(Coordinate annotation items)

_ _ _ _

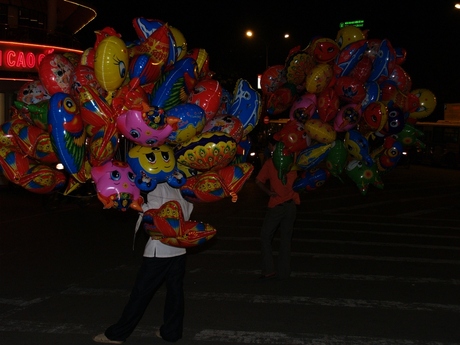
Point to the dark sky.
(430, 33)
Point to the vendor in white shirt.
(161, 264)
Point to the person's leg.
(269, 227)
(173, 314)
(286, 230)
(149, 278)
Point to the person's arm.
(264, 187)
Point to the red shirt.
(284, 191)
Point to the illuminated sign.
(357, 23)
(23, 57)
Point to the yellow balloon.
(181, 43)
(427, 103)
(347, 35)
(111, 62)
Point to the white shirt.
(162, 193)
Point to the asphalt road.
(383, 268)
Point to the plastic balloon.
(384, 61)
(310, 180)
(350, 90)
(145, 67)
(372, 93)
(312, 156)
(35, 113)
(180, 43)
(153, 165)
(303, 108)
(427, 103)
(281, 99)
(116, 187)
(246, 105)
(156, 39)
(211, 186)
(364, 175)
(175, 85)
(320, 131)
(323, 49)
(85, 76)
(375, 116)
(207, 94)
(388, 155)
(94, 109)
(358, 147)
(347, 117)
(33, 141)
(395, 122)
(32, 92)
(191, 122)
(167, 225)
(293, 136)
(401, 78)
(56, 73)
(103, 145)
(410, 137)
(283, 163)
(362, 70)
(336, 158)
(226, 123)
(347, 35)
(297, 65)
(272, 79)
(327, 104)
(67, 133)
(147, 129)
(206, 151)
(349, 58)
(318, 78)
(111, 63)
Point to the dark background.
(429, 32)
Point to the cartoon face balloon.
(116, 187)
(56, 73)
(153, 165)
(32, 92)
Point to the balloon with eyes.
(146, 128)
(115, 186)
(153, 165)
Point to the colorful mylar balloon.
(167, 225)
(116, 187)
(153, 165)
(111, 63)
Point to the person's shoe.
(101, 338)
(158, 333)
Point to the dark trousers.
(152, 273)
(280, 217)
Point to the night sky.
(429, 33)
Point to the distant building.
(28, 30)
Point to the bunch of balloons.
(183, 128)
(351, 109)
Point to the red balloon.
(327, 104)
(272, 78)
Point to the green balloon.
(283, 163)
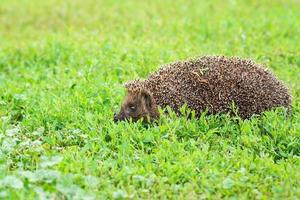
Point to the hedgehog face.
(137, 105)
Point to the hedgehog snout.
(118, 117)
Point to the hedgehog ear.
(147, 98)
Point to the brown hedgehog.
(210, 82)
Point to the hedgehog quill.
(209, 83)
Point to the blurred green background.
(62, 66)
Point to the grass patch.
(62, 65)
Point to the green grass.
(62, 65)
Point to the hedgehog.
(210, 83)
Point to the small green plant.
(61, 68)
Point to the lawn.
(62, 69)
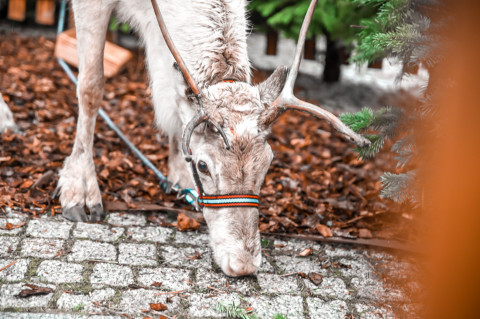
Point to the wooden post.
(17, 10)
(377, 64)
(45, 12)
(272, 40)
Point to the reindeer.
(217, 122)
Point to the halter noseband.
(227, 200)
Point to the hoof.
(75, 214)
(97, 213)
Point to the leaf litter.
(315, 185)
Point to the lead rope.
(189, 195)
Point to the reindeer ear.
(271, 87)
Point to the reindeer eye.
(203, 168)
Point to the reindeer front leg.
(78, 180)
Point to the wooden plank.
(45, 12)
(115, 57)
(17, 10)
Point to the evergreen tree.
(331, 18)
(400, 29)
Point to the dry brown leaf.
(185, 223)
(195, 256)
(324, 230)
(364, 233)
(315, 278)
(158, 306)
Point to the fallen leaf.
(185, 223)
(34, 291)
(324, 230)
(306, 252)
(9, 226)
(316, 278)
(158, 306)
(364, 233)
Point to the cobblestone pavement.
(118, 268)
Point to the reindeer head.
(226, 146)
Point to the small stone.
(155, 234)
(275, 284)
(290, 307)
(336, 309)
(90, 250)
(125, 219)
(97, 232)
(8, 245)
(137, 254)
(42, 248)
(60, 272)
(94, 302)
(15, 272)
(113, 275)
(171, 278)
(48, 229)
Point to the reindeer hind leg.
(78, 181)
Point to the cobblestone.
(85, 303)
(331, 288)
(186, 257)
(9, 299)
(171, 279)
(124, 219)
(137, 254)
(136, 300)
(48, 229)
(113, 275)
(290, 307)
(42, 248)
(336, 309)
(60, 272)
(97, 232)
(97, 270)
(15, 272)
(275, 284)
(90, 250)
(155, 234)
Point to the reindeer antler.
(287, 101)
(201, 116)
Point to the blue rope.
(190, 195)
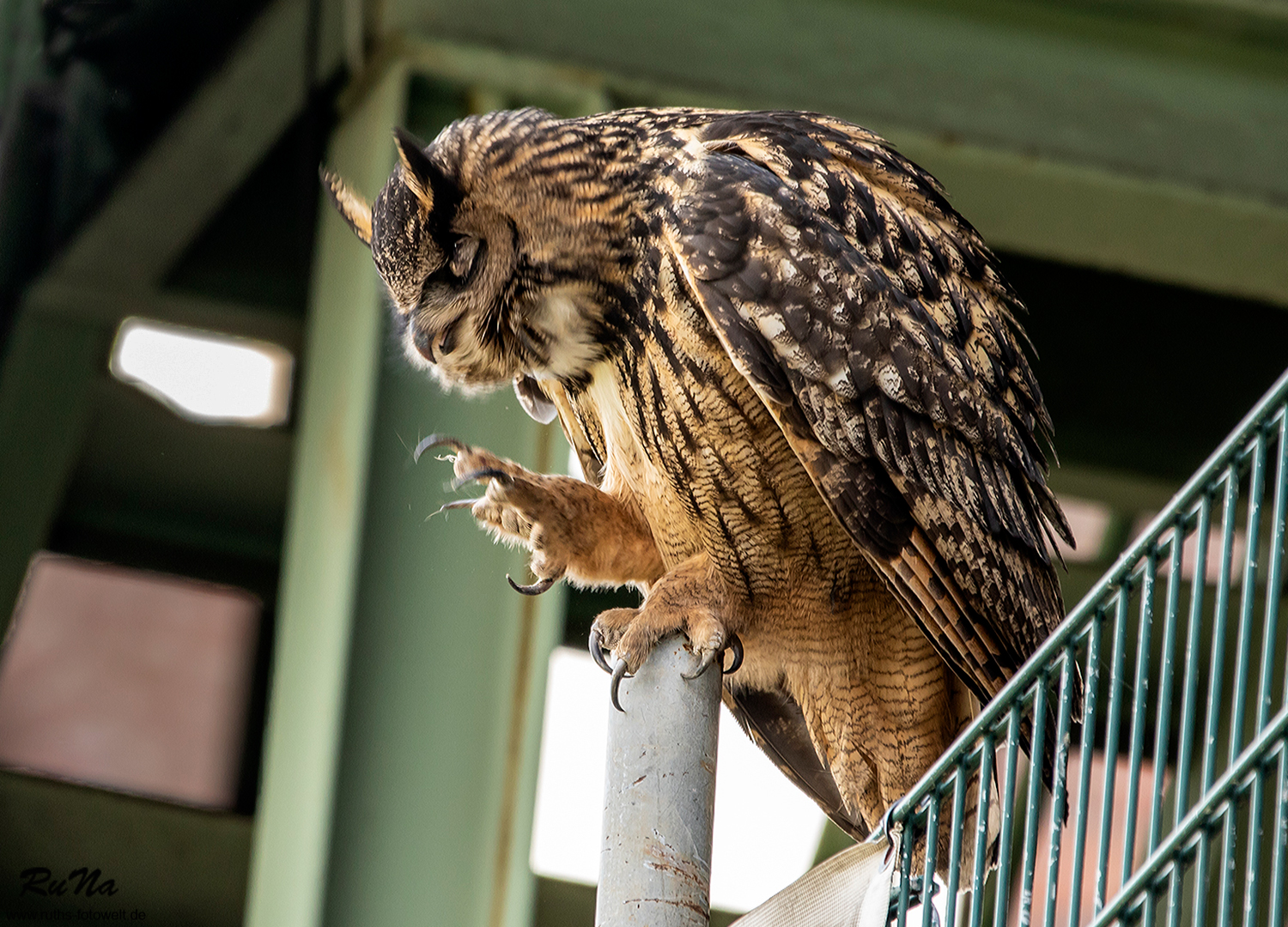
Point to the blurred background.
(246, 679)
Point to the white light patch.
(765, 829)
(205, 376)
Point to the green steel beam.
(1131, 144)
(44, 411)
(324, 538)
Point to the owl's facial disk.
(443, 270)
(448, 250)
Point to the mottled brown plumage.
(796, 385)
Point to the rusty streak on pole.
(654, 863)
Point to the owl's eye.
(463, 258)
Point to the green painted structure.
(1130, 159)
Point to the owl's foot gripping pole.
(654, 864)
(618, 670)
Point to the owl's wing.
(871, 321)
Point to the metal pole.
(654, 863)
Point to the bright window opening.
(205, 376)
(765, 829)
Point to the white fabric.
(849, 890)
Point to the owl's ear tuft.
(419, 172)
(353, 208)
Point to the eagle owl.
(796, 386)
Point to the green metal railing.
(1170, 803)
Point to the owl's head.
(495, 267)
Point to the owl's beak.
(353, 208)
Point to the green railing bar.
(1243, 659)
(1218, 663)
(1269, 742)
(1247, 597)
(1163, 716)
(1189, 698)
(1277, 876)
(986, 779)
(1256, 797)
(1073, 625)
(1274, 577)
(927, 909)
(1006, 809)
(1091, 692)
(1033, 803)
(1274, 572)
(904, 883)
(1060, 791)
(955, 841)
(1115, 711)
(1140, 689)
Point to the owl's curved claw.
(733, 644)
(438, 440)
(597, 651)
(618, 675)
(535, 589)
(486, 473)
(736, 645)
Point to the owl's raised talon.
(438, 440)
(598, 649)
(736, 645)
(486, 473)
(535, 589)
(618, 675)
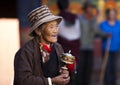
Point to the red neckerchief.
(89, 17)
(48, 49)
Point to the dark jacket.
(27, 64)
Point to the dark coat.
(27, 66)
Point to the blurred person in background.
(38, 61)
(111, 28)
(89, 29)
(69, 33)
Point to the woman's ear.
(38, 32)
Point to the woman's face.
(50, 31)
(112, 15)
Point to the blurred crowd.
(78, 33)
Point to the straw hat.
(41, 15)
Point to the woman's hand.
(62, 79)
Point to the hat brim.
(44, 20)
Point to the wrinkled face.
(49, 32)
(112, 15)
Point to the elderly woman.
(38, 61)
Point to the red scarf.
(48, 49)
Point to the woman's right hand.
(62, 79)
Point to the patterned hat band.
(41, 15)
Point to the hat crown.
(38, 14)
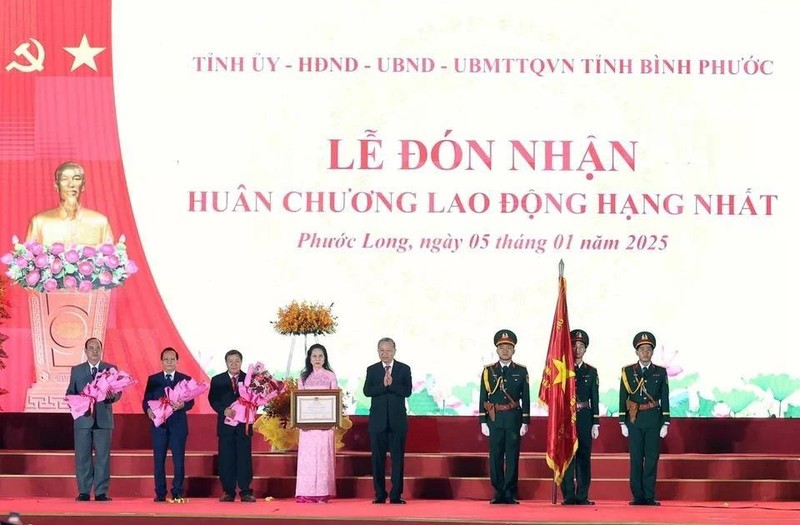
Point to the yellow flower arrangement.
(305, 318)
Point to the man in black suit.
(173, 432)
(235, 445)
(388, 383)
(92, 429)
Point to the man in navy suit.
(92, 429)
(388, 383)
(173, 432)
(235, 445)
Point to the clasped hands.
(662, 433)
(485, 429)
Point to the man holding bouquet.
(235, 445)
(172, 434)
(93, 429)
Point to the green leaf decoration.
(423, 403)
(738, 400)
(610, 398)
(679, 404)
(465, 393)
(781, 385)
(706, 407)
(683, 383)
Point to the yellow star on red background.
(562, 373)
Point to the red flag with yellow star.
(557, 389)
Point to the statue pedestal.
(61, 322)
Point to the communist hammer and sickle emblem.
(35, 62)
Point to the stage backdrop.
(423, 166)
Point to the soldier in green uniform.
(588, 425)
(504, 415)
(644, 417)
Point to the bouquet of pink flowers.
(71, 267)
(106, 383)
(184, 391)
(258, 389)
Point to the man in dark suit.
(388, 383)
(644, 417)
(505, 400)
(578, 476)
(173, 432)
(235, 445)
(92, 429)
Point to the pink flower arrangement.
(60, 267)
(258, 389)
(184, 391)
(107, 382)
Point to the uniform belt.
(509, 406)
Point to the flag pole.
(554, 491)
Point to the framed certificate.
(316, 409)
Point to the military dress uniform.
(644, 408)
(504, 407)
(578, 476)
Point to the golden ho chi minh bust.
(69, 222)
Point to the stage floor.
(202, 511)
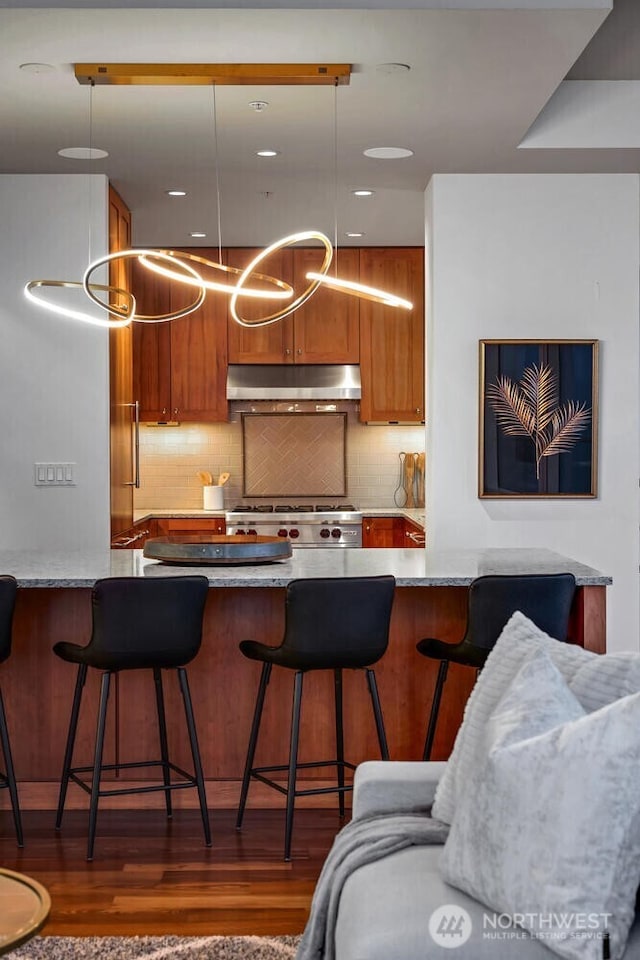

_ _ _ _

■ **Task instructions**: Count how many lines of the items above contain the string "wooden", with case counting, and give only that number.

■ **Expected answer**: 2